- Work to be completed:
All pictures must be dropped, while the entries are given again word for word.

- Input for this task:
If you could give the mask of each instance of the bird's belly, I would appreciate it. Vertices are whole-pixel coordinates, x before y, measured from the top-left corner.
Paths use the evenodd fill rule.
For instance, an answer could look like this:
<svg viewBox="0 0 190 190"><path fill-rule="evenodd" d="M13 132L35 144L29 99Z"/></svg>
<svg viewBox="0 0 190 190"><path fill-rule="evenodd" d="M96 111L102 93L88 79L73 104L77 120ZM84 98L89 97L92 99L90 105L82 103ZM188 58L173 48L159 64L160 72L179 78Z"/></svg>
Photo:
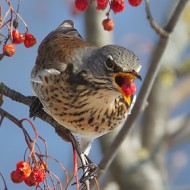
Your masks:
<svg viewBox="0 0 190 190"><path fill-rule="evenodd" d="M125 117L115 116L113 118L106 117L105 114L99 116L92 114L95 109L88 110L87 112L72 115L71 112L66 112L64 109L59 109L59 112L54 111L52 107L46 105L48 113L62 126L68 128L70 131L80 136L102 136L109 131L120 126L124 122ZM74 110L73 110L74 112ZM76 113L76 111L74 112Z"/></svg>
<svg viewBox="0 0 190 190"><path fill-rule="evenodd" d="M102 136L120 126L126 119L127 110L124 105L100 103L98 93L88 89L76 93L55 85L33 84L33 88L44 110L77 135Z"/></svg>

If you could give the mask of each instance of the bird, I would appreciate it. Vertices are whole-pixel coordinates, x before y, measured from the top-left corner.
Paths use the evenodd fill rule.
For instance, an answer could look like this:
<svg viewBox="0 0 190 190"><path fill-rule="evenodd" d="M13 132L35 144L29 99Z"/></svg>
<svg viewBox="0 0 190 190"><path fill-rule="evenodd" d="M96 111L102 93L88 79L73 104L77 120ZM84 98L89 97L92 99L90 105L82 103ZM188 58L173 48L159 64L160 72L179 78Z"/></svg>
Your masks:
<svg viewBox="0 0 190 190"><path fill-rule="evenodd" d="M140 69L131 50L88 43L74 22L65 20L39 45L31 84L44 111L69 129L88 155L94 139L127 119Z"/></svg>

- Answer space:
If you could give the mask of each instance of the bird's belly, I would appreciate it. Vertices are whole-pixel coordinates, x before y, measured from the top-left corner.
Paths use the evenodd fill rule.
For instance, an answer could look like this:
<svg viewBox="0 0 190 190"><path fill-rule="evenodd" d="M13 132L35 144L29 99Z"/></svg>
<svg viewBox="0 0 190 190"><path fill-rule="evenodd" d="M96 111L102 93L88 79L73 104L77 120ZM84 98L89 97L92 99L90 105L82 103ZM188 58L173 48L159 64L160 72L179 78Z"/></svg>
Photo:
Your masks:
<svg viewBox="0 0 190 190"><path fill-rule="evenodd" d="M125 117L115 116L113 118L106 117L105 114L99 116L92 114L95 109L88 110L87 112L72 115L71 112L66 112L64 109L59 109L59 112L54 111L52 107L46 105L48 113L62 126L68 128L70 131L80 136L102 136L109 131L120 126L124 122ZM74 110L73 110L74 112ZM76 113L76 111L74 112Z"/></svg>
<svg viewBox="0 0 190 190"><path fill-rule="evenodd" d="M102 136L120 126L126 119L127 110L124 105L100 103L98 93L88 89L76 93L55 85L33 84L33 88L44 110L77 135Z"/></svg>

If you could give the mask of each instance of the bird, I would appreciate it. Vertices are whole-pixel coordinates, x before y, measured from the top-left corner.
Paths use the evenodd fill rule.
For instance, an answer could look like this:
<svg viewBox="0 0 190 190"><path fill-rule="evenodd" d="M13 132L35 144L29 99Z"/></svg>
<svg viewBox="0 0 190 190"><path fill-rule="evenodd" d="M96 111L102 93L88 79L73 104L77 120ZM84 98L89 97L92 99L90 105L82 103ZM188 58L173 48L159 64L160 72L179 78Z"/></svg>
Your masks:
<svg viewBox="0 0 190 190"><path fill-rule="evenodd" d="M140 69L131 50L88 43L74 22L65 20L39 45L31 84L44 111L69 129L88 155L94 139L127 119Z"/></svg>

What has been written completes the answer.